Objective A: How many lines in the listing below contain the string "uniform"? Give only the number.

Document section:
Thus, the Court does not have precise guidelines for what makes two matters "substantially related." And, indeed, "[o]ne noted authority has commented that gallons of ink have been consumed by those who have tried to determine or explain the test for deciding whether a substantial relationship exists between representations." Chrispens v. Coastal Refining & Marketing, Inc., 257 Kan. 745, 751, 897 P.2d 104, 111 (1995)(citing ABA/BNA Lawyers' Manual on Professional Conduct, 51:215). Instead of consuming more ink attempting to articulate the definitive test for what makes matters "substantially related", this Court will determine whether either the facts or the issues are so similar between the current and prior representations that disqualification is warranted.[10]
Here, the factual contexts of the two representations are not very similar. As discussed above, with regard to the non-compete, Levin and Salinger provided some legal research on non-competes in general to McCracken individually, not to ebix. Now, in their representation of the McCracken defendants, Levin and Salinger are arguing the position that McCracken did not breach his non-compete with ebix/Delphi-a non-compete that Levin and Salinger did not draft nor offer opinions on during their representation of ebix's predecessors. Thus, the facts are not similar at all. Indeed, even if Levin and Salinger were doing research and offering opinions on the actual non-compete at issue in this case, as long as they were doing so for McCracken individually, there is no conflict because Levin and Salinger had nothing to do with drafting or opining on that non-compete for ebix.[11]
Moreover, the legal issues also are not so similar that Levin and Salinger should be disqualified. In the present representation, *94 Levin and Salinger are claiming that McCracken did not violate the non-compete and perhaps that the non-compete is not enforceable; in the prior representation, Levin and Salinger provided research and an opinion on non-competition agreements in general and as stated above, they provided such to McCracken individually, not to ebix[12]. This simply is not a situation in which Levin and Salinger researched and drafted an agreement for ebix[13] and are now turning around and contesting the legality of that same agreement for the defendants. Put another way, any information communicated by ebix and its predecessors to Levin and Salinger would have no bearing on their representation of McCracken with regards to his non-compete because Levin and Salinger did not represent ebix or its predecessors with regards to that specific agreement. Thus, the non-compete issue does not provide a basis for the disqualification of Levin and Salinger.

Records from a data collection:
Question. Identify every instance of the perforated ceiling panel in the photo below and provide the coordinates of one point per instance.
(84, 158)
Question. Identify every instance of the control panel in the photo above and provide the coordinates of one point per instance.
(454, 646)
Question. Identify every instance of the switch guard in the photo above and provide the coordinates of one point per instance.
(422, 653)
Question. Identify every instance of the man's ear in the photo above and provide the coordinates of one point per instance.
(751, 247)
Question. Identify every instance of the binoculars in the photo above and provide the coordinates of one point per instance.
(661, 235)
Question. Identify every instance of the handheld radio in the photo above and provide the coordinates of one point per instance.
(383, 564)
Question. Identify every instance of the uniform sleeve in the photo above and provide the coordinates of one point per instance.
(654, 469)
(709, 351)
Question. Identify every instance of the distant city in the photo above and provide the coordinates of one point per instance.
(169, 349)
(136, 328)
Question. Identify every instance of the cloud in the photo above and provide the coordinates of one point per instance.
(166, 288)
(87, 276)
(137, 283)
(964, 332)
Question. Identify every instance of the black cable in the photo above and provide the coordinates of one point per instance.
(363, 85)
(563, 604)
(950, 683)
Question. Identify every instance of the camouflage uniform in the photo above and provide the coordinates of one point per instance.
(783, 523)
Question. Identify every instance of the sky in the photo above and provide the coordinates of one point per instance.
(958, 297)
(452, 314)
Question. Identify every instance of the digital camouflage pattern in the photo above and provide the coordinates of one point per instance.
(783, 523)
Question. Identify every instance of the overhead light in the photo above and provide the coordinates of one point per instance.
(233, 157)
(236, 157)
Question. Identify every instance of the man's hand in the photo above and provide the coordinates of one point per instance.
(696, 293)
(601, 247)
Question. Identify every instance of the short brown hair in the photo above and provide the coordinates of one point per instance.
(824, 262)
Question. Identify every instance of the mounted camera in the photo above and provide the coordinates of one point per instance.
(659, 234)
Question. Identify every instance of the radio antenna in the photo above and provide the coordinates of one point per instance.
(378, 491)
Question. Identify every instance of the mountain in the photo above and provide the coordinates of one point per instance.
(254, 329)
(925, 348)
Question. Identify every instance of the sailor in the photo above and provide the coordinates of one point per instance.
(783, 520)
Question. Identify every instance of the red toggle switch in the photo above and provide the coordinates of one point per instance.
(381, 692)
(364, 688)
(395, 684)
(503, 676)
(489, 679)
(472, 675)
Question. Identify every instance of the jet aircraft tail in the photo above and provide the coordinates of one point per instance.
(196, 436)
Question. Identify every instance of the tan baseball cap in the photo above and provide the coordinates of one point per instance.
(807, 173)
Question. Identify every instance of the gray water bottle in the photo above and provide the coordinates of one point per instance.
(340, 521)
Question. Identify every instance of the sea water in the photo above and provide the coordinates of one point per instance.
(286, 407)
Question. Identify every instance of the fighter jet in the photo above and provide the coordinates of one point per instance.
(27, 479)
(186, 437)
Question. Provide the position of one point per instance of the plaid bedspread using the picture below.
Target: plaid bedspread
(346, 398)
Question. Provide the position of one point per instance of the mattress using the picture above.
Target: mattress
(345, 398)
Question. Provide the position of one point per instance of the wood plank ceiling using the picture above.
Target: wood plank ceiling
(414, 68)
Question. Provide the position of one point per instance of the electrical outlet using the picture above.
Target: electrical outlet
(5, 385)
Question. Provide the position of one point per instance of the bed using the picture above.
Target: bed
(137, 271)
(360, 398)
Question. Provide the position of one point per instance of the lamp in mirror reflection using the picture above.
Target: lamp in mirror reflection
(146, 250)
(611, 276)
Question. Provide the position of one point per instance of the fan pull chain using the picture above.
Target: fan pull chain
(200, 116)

Objective B: According to the court opinion above, to whom did Levin and Salinger provide legal research on non-competes?

Exercise answer A: 2

Exercise answer B: To McCracken individually, not to ebix.